(A block of data)
--- Begin ---
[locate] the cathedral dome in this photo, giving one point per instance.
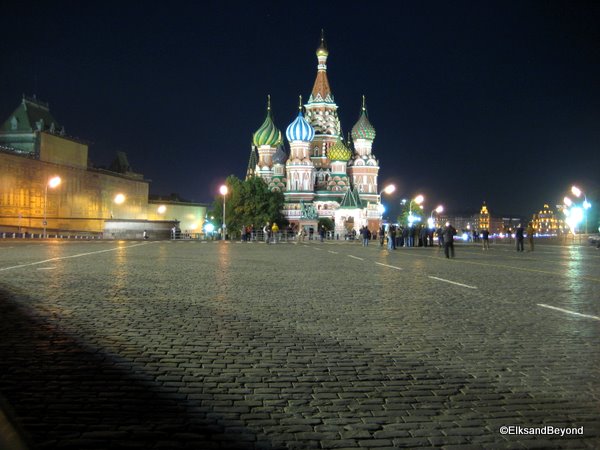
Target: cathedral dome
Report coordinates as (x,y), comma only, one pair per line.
(363,128)
(300,130)
(279,157)
(267,134)
(339,152)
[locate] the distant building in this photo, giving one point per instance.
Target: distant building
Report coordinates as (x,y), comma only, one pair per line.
(547,222)
(480,221)
(34,147)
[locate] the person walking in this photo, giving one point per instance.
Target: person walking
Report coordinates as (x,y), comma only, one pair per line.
(364,231)
(519,236)
(530,233)
(449,233)
(485,238)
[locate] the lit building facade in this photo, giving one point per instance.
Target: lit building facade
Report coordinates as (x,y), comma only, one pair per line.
(34,148)
(548,223)
(324,175)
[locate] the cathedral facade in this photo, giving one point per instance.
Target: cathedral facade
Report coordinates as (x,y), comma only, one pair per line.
(323,175)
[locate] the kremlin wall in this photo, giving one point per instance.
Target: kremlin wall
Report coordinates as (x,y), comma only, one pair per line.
(34,148)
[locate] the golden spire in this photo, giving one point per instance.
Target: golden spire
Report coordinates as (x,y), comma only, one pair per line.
(322,49)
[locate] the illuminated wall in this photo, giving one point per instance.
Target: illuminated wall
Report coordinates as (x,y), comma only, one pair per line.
(80,203)
(191,216)
(58,150)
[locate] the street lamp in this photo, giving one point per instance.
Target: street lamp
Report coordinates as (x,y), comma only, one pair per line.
(418,200)
(118,200)
(437,210)
(52,183)
(586,205)
(223,190)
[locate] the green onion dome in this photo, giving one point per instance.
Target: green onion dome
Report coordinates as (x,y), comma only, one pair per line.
(267,134)
(279,157)
(339,152)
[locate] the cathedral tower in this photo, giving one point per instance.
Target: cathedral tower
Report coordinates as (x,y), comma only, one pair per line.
(364,167)
(321,113)
(266,139)
(299,167)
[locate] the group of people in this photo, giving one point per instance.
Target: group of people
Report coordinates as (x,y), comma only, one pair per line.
(520,237)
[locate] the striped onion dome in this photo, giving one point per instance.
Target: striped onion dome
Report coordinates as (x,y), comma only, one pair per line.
(267,134)
(363,129)
(339,152)
(300,130)
(279,157)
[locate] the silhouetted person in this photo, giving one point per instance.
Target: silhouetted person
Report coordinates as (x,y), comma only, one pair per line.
(530,233)
(449,233)
(519,235)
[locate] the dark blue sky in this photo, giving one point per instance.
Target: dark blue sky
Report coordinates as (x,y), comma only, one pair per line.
(472,101)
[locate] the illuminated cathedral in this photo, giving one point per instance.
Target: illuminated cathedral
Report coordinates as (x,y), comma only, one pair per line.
(323,175)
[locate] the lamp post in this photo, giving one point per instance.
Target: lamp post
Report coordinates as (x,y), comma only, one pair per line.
(390,188)
(418,200)
(586,205)
(52,183)
(437,210)
(224,190)
(118,200)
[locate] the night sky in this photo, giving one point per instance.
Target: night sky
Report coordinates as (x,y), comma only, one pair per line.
(471,101)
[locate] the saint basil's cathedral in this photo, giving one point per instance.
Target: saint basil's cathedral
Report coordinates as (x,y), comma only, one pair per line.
(324,176)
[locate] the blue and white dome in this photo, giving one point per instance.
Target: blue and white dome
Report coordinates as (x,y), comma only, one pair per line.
(300,130)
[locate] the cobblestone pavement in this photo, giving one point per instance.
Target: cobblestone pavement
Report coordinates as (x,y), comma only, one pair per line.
(310,345)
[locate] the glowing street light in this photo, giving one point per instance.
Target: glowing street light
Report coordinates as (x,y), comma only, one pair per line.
(52,183)
(437,210)
(586,205)
(388,189)
(223,190)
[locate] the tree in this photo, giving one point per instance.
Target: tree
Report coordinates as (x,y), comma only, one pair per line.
(249,202)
--- End ---
Repeat every one of the records above word for word, leaving out the pictures.

[locate] the cathedral dome in this photo, giving one point per instance.
Target: cathedral dome
Report coordinates as (x,y), comma only, one pair per line.
(363,128)
(300,130)
(279,157)
(267,134)
(339,152)
[locate] the distant building in this photo, giving one point per instance.
Target: distant building
Report coordinates as (x,y), comma only, one pair per line.
(547,222)
(480,221)
(34,147)
[locate] the person walking in this photo, giving one point per instance.
Target: person walking
Report coordinates as (x,y), comma only, one pair per line.
(364,231)
(519,236)
(530,233)
(449,233)
(485,238)
[locate] the lit building facade in this photo, giving one point per instance.
Target: lit building facade
Report coordinates as (x,y), comma only, one pair per line.
(34,148)
(548,223)
(324,175)
[locate] the cathedral facade in this photo, giving one point per instance.
Target: cathedral facade
Report coordinates as (x,y), comma only, one pair per line.
(323,175)
[locate] the kremlin wall in this photo, giving one point per instance.
Target: kremlin wall
Report coordinates as (x,y), comma only, one pair per line.
(34,148)
[locate] the golden spire in this photo, giving one point per instance.
Target: golden spire
Report coordinates as (x,y), comma only, one pair per line.
(322,49)
[locate] the illuminated wall in this photo, giving one point per instance.
Target: illuminated wall
Report coordinates as (x,y), comma only, one pair per line.
(80,203)
(191,216)
(58,150)
[locate] the street lamp in this photo, giving one point per instance.
Target: street lamp
Report coordinates as (x,y), comma only, one pair per line.
(418,200)
(118,200)
(437,210)
(52,183)
(586,205)
(223,190)
[locate] the green onion dome in this photo, giving one point per instance.
Target: green onion dome
Report coordinates as (x,y), comma only, one pair per line.
(267,134)
(279,157)
(339,152)
[locate] the cathedral tower in this photo, giving one point per instance.
Target: cathedral tower
Report coordinates as (x,y), comma only, one pair per line.
(364,167)
(321,113)
(266,139)
(299,167)
[locate] the group of people in this photo, giving one point per instance.
Target: group of people
Report coordinates as (x,y), comma only, one pair per line.
(520,237)
[locate] the striped onion dome in this photo, giving one point per instance.
Target: striped onion dome
Report coordinates as (x,y), comma only, one pair per line.
(267,134)
(363,129)
(339,152)
(300,130)
(279,157)
[locate] the silhouetted person in this photo, giving one point per instance.
Target: silhouetted person
Report coordinates as (x,y), comma only, one pair per line.
(530,233)
(449,233)
(519,235)
[locate] the dark blue sky in this photo, giving one point per instance.
Target: dark blue sky
Report coordinates as (x,y), comma only, one pair per line.
(472,101)
[locate] the illuminated cathedral in this photo, giving one point per instance.
Target: illuminated cathedral
Report coordinates as (x,y), comma only, one pair per line.
(323,175)
[locate] the lamp post in this photo, giving one point per instance.
Target: lamp post
Report coordinates as (x,y), comma only, one pair per line.
(390,188)
(418,200)
(586,205)
(52,183)
(437,210)
(224,190)
(118,200)
[locate] the night sky in this photo, giving one point per instance.
Target: night sky
Report coordinates as (x,y), comma only, one pair per line.
(471,101)
[locate] the saint basil's cathedral in this photo, giving one point per instance.
Target: saint basil's cathedral
Report coordinates as (x,y), comma only, one pair per line.
(324,176)
[locate] the blue and white dome in this photo, giving one point per instance.
Target: blue and white dome
Report coordinates as (x,y), comma only, one pair per line.
(300,130)
[locate] the cobblestone pavement in this photo, giving one point per instance.
Target: cobblestone pavement
Report coordinates as (x,y), comma only, one pair per line.
(310,345)
[locate] the glowing street light in this photo, giving one point per instance.
Target: glowing street light
Report coordinates as (x,y), comma only, one pair per line.
(52,183)
(437,210)
(586,205)
(388,189)
(223,190)
[locate] the tree in this photo, giving one point per instance.
Target: tree
Report coordinates as (x,y), comma only, one pair per line.
(249,202)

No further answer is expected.